Kumpulan Soal:
**A.** Menurut teks tentang problema masa remaja, apa yang dapat timbul jika keadaan fisik tidak sesuai dengan harapan remaja?
**B.** Tolong ulangi persis bagian teks tentang problema masa remaja yang dibuka dengan kata-kata "Pada masa remaja ditandai" dan ditutup dengan kata-kata "kognitif dan bahasa.".

Teks Bacaan:
********

Problema yang  mungkin timbul pada masa remaja diantaranya :
1)       Problema berkaitan dengan perkembangan fisik dan motorik.
Pada masa remaja ditandai dengan adanya pertumbuhan fisik yang cepat. Keadaan fisik pada masa remaja dipandang sebagai suatu hal yang  penting, namun ketika  keadaan fisik tidak sesuai dengan harapannya (ketidaksesuaian antara body imagedengan self picture) dapat menimbulkan rasa tidak puas dan kurang percaya diri. Begitu juga, perkembangan fisik yang tidak proporsional. Kematangan organ reproduksi pada masa remaja  membutuhkan upaya  pemuasan dan jika tidak terbimbing oleh norma-norma dapat menjurus pada penyimpangan perilaku seksual.

2)       Problema berkaitan dengan perkembangan kognitif dan bahasa.

********

Data yang Diberikan:

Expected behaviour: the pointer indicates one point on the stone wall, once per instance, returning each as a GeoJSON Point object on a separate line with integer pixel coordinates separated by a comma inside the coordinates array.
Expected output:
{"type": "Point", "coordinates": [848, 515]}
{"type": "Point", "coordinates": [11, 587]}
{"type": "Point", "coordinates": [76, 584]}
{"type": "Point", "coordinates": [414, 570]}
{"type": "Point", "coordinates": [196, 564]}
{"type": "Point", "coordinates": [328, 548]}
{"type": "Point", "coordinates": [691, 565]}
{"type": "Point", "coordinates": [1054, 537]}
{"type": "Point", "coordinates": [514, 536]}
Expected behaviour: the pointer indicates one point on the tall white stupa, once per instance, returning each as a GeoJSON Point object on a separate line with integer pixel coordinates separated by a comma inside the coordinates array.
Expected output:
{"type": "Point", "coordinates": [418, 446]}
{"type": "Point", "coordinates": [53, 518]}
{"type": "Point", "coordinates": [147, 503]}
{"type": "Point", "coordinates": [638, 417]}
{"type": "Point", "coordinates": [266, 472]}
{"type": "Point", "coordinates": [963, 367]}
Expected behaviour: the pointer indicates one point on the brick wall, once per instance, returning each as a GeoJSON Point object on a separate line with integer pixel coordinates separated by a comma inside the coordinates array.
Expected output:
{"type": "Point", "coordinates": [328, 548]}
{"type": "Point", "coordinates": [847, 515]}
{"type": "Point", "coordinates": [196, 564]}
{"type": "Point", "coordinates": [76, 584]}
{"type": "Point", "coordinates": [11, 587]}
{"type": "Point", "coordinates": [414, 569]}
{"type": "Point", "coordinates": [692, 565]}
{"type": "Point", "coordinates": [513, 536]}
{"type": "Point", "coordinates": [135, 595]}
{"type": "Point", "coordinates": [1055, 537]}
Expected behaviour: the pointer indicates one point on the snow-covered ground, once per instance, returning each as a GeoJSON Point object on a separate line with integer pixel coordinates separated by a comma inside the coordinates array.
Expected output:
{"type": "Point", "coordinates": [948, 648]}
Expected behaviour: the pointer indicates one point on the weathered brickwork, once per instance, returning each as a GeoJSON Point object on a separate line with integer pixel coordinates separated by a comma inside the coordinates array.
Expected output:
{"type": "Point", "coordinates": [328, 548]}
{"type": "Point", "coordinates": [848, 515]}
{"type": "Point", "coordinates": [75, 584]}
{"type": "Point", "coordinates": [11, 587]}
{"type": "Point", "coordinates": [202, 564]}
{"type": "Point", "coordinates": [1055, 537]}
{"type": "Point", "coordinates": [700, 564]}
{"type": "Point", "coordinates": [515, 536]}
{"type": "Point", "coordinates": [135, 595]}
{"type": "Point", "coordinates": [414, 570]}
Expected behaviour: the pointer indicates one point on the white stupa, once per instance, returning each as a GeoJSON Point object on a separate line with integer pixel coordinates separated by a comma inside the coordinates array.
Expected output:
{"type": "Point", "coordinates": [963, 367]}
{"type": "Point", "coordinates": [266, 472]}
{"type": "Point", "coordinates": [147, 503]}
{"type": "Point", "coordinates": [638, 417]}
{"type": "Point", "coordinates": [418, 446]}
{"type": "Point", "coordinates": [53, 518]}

********

Jawaban Tiap Soal:
**A.** Rasa tidak puas dan kurang percaya diri.

**B.**
Pada masa remaja ditandai dengan adanya pertumbuhan fisik yang cepat. Keadaan fisik pada masa remaja dipandang sebagai suatu hal yang  penting, namun ketika  keadaan fisik tidak sesuai dengan harapannya (ketidaksesuaian antara body imagedengan self picture) dapat menimbulkan rasa tidak puas dan kurang percaya diri. Begitu juga, perkembangan fisik yang tidak proporsional. Kematangan organ reproduksi pada masa remaja  membutuhkan upaya  pemuasan dan jika tidak terbimbing oleh norma-norma dapat menjurus pada penyimpangan perilaku seksual.

2)       Problema berkaitan dengan perkembangan kognitif dan bahasa.